Task brief: Pull out each line of the records below that contains the word "sailboat".

----- Records for this task -----

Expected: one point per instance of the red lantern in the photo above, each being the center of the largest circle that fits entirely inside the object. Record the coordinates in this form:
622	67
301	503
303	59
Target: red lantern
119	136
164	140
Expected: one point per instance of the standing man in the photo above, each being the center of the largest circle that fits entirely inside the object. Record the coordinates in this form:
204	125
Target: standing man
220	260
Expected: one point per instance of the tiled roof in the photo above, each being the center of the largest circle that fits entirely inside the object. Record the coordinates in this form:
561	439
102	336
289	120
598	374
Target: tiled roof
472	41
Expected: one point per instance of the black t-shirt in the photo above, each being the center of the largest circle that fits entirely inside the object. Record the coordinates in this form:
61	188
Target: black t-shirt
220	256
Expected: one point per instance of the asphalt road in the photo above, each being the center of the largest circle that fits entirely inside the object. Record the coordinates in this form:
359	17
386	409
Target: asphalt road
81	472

-----
----- Records for this task -----

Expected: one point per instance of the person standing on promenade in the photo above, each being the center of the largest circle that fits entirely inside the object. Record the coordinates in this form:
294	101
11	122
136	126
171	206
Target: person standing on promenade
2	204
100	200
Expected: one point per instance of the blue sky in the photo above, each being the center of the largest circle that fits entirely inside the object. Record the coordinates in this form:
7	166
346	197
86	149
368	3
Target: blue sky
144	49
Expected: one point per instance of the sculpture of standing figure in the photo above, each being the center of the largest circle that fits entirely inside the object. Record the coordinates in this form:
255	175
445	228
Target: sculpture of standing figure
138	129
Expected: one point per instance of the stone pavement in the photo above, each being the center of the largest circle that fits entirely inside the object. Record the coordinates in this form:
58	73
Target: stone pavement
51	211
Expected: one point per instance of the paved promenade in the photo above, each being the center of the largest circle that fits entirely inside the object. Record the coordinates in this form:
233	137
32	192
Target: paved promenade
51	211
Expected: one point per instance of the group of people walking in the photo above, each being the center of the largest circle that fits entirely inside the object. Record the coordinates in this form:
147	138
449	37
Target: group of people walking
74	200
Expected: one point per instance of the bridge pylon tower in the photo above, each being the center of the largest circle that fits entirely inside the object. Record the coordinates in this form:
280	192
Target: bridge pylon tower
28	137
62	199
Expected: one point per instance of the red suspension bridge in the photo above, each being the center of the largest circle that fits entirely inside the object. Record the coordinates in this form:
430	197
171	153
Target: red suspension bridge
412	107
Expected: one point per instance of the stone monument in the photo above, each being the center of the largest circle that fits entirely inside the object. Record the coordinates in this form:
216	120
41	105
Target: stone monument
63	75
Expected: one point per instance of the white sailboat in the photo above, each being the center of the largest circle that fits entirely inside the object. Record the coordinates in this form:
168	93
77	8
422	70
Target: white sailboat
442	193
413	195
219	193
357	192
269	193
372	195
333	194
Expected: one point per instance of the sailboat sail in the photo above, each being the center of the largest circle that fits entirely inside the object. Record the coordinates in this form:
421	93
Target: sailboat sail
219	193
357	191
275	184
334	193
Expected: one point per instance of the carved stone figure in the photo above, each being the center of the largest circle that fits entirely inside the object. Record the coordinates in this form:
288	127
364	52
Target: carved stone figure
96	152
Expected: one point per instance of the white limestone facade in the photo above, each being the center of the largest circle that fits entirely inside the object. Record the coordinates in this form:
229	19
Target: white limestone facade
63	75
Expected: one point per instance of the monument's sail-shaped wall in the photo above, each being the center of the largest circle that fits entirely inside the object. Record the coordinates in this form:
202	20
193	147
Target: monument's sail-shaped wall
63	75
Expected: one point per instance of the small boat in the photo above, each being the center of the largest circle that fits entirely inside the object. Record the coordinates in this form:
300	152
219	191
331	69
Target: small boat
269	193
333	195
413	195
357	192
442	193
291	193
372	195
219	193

-----
----- Records for this task -----

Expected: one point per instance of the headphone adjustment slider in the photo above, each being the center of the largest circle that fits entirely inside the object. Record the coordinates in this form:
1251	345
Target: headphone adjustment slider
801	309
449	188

-----

Exercise result:
Expected: one point per instance of the white sailboat in the photo above, each being the center of the largest circle that fits entirely inside the object. Record the coordinates in this form:
Target: white sailboat
Expected: one point per instance of the sailboat sail in the photo above, each being the center of the largest circle that fits entirely inside the object. Record the coordinates in this form:
Target: sailboat sail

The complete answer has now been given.